**What to work on:** Reproduce each line of the material that follows, word for word.

**Data shown:**
━━━━
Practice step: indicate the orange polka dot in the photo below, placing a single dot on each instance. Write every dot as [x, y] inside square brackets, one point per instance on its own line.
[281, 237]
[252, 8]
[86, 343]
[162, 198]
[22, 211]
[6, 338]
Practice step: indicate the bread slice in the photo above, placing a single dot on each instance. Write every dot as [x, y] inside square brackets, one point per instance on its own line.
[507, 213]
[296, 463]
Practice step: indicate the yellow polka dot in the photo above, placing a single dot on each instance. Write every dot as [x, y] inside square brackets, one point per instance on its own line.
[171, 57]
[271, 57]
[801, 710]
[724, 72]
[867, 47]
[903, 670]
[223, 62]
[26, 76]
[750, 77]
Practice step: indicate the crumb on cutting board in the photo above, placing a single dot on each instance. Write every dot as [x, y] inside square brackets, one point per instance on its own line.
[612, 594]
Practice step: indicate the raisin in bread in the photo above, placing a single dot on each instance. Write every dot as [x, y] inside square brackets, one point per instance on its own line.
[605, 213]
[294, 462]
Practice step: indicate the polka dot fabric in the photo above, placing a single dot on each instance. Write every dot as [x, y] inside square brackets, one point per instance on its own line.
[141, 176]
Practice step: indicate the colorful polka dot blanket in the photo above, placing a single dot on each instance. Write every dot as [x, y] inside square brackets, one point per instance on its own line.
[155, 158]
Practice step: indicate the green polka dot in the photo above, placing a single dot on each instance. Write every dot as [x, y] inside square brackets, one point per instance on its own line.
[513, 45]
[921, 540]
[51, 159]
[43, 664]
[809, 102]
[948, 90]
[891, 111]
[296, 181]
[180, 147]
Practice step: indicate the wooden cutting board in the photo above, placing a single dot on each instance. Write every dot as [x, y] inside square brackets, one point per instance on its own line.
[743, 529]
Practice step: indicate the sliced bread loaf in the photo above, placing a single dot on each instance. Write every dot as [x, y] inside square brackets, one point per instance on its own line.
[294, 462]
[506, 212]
━━━━
**Your solution:**
Practice step: indicate the orange polka dot in the photo below, placing a single dot on each instance. Write every dot as [x, y] inside square brackets, one point per instance on its own line.
[281, 237]
[252, 8]
[86, 343]
[162, 198]
[22, 211]
[6, 338]
Practice step: indicate the bread slice in the photo above, placing a single dot on each instance. Write every dot as [x, y] inside square brackets, one point per instance on its own line.
[507, 213]
[296, 463]
Practice step: indicate the yellow polka dot in the photo above, placing a single dot on each instance. Write every dot as [x, y] inside square brackets, one point per instance on its own line.
[171, 57]
[271, 57]
[801, 710]
[724, 72]
[867, 47]
[903, 670]
[223, 62]
[26, 76]
[750, 77]
Practice step: indicate the crumb on cutting board in the photo above, placing a single dot on each instance. Write every dot as [x, y] inside square brackets, one point per instance on its own line.
[612, 594]
Practice step: indicate the raisin in bread in the photo above, placing a single dot on each instance. Write every dot as [x, y] inside square brackets, one point per instance on its own line.
[605, 213]
[294, 462]
Practice step: indicate the polka dot fabric in the photo above, placing a single dot on each instance. Write every dot as [x, y] inside square brackets, one point per instance on its own line.
[141, 176]
Practice step: indicate the colorful polka dot blanket in the photo above, placing a single dot on each instance. Write every dot as [x, y] inside square brackets, one point per instance on its own line.
[155, 158]
Practice step: indicate the green polka dot in the photo above, placing a single dot on each instance. Write every dot as [x, y] inside square brackets, one point per instance on its own line.
[513, 45]
[921, 540]
[51, 159]
[43, 664]
[809, 102]
[948, 90]
[891, 111]
[296, 181]
[180, 147]
Practice step: indicate the wooden cutting board in the photo above, placing a single dot on each instance. Write every dot as [x, y] inside square brackets, one point per instance on its own line.
[743, 529]
Practice step: indicate the sliced bread loaf in the photo above, placing a single dot on each instance. Write every dot as [x, y] inside square brackets, one point per instance on its own line.
[294, 462]
[506, 212]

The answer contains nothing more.